### Direction
Turn all the rows below into a Markdown table with two columns, Number and Line, giving each line its own number and skipping blank lines. Leave the pictures out.

-- Start Data in this exercise --

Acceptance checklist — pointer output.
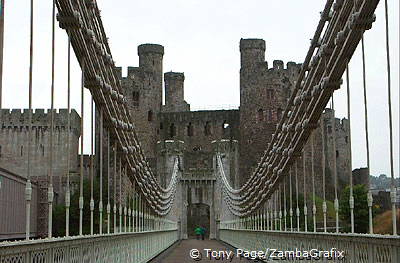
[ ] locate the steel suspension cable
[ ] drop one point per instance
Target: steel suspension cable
(120, 195)
(91, 168)
(290, 200)
(304, 190)
(351, 198)
(68, 192)
(284, 204)
(280, 207)
(108, 183)
(101, 130)
(115, 187)
(28, 186)
(50, 192)
(369, 197)
(81, 157)
(336, 201)
(393, 183)
(324, 208)
(314, 208)
(297, 197)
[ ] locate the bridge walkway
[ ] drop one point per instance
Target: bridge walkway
(181, 252)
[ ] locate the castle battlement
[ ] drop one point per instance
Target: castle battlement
(174, 76)
(150, 48)
(40, 117)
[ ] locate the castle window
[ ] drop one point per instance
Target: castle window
(190, 129)
(172, 130)
(269, 115)
(270, 94)
(207, 129)
(225, 126)
(260, 115)
(279, 113)
(150, 115)
(135, 98)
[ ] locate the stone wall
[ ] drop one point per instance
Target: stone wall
(264, 93)
(199, 128)
(14, 142)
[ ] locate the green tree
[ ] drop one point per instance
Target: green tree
(360, 208)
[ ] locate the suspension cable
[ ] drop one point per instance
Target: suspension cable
(369, 197)
(108, 183)
(115, 187)
(81, 159)
(336, 201)
(304, 190)
(50, 192)
(393, 187)
(91, 168)
(101, 128)
(324, 208)
(28, 186)
(284, 204)
(68, 193)
(313, 182)
(351, 198)
(297, 196)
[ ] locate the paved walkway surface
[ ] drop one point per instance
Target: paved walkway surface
(181, 253)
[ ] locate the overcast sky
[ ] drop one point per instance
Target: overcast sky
(201, 39)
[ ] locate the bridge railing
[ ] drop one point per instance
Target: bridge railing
(122, 247)
(353, 247)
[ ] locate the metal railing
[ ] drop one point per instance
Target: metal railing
(123, 247)
(355, 247)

-- End Data in this exercise --

### The completed task
| Number | Line |
|---|---|
| 1 | Acceptance checklist — pointer output. |
| 2 | [ ] locate the steel suspension cable |
| 3 | [ ] drop one point per instance |
| 4 | Target: steel suspension cable |
| 5 | (120, 195) |
| 6 | (91, 168) |
| 7 | (290, 200) |
| 8 | (304, 190) |
| 9 | (351, 198) |
| 10 | (68, 192) |
| 11 | (284, 204) |
| 12 | (280, 207) |
| 13 | (108, 183) |
| 14 | (101, 130) |
| 15 | (115, 187) |
| 16 | (28, 186) |
| 17 | (50, 192) |
| 18 | (369, 197) |
| 19 | (81, 157) |
| 20 | (336, 201) |
| 21 | (393, 183) |
| 22 | (324, 208) |
| 23 | (314, 208) |
| 24 | (297, 197) |
| 25 | [ ] locate the bridge walkway |
| 26 | [ ] drop one point per instance |
| 27 | Target: bridge walkway |
| 28 | (181, 252) |
| 29 | [ ] locate the castle battlement |
| 30 | [ ] drop one point per instance |
| 31 | Target: castle battlement |
| 32 | (174, 76) |
| 33 | (150, 48) |
| 34 | (40, 117) |
| 35 | [ ] locate the castle window |
| 36 | [ ] drop one point per instance |
| 37 | Target: castle window |
| 38 | (190, 129) |
| 39 | (172, 130) |
| 40 | (269, 115) |
| 41 | (270, 94) |
| 42 | (207, 129) |
| 43 | (225, 126) |
| 44 | (260, 115) |
| 45 | (279, 113) |
| 46 | (150, 115) |
| 47 | (135, 98) |
| 48 | [ ] locate the stone wall |
| 49 | [ ] drop one point per instance |
| 50 | Target: stone wall |
| 51 | (264, 93) |
| 52 | (199, 128) |
| 53 | (14, 142) |
| 54 | [ ] locate the green tree |
| 55 | [ ] drop one point per instance |
| 56 | Target: green tree |
| 57 | (360, 208) |
| 58 | [ ] locate the suspension cable |
| 59 | [ ] drop one point per instance |
| 60 | Target: suspension cable |
| 61 | (369, 197) |
| 62 | (108, 183) |
| 63 | (115, 187) |
| 64 | (81, 159) |
| 65 | (336, 201) |
| 66 | (304, 190) |
| 67 | (50, 192) |
| 68 | (393, 187) |
| 69 | (91, 168) |
| 70 | (101, 128) |
| 71 | (324, 208) |
| 72 | (28, 186) |
| 73 | (284, 204) |
| 74 | (68, 193) |
| 75 | (313, 182) |
| 76 | (351, 198) |
| 77 | (297, 196) |
| 78 | [ ] locate the paved walkway surface |
| 79 | [ ] drop one point per instance |
| 80 | Target: paved walkway surface |
| 81 | (181, 253) |
| 82 | [ ] locate the overcast sky |
| 83 | [ ] drop one point per instance |
| 84 | Target: overcast sky |
| 85 | (201, 39) |
| 86 | [ ] locate the bridge railing |
| 87 | [ ] drop one point per instance |
| 88 | Target: bridge railing |
| 89 | (122, 247) |
| 90 | (353, 247) |
| 91 | [ ] locate the metal railing |
| 92 | [ ] drop one point per instance |
| 93 | Target: metal railing |
| 94 | (123, 247) |
| 95 | (355, 247) |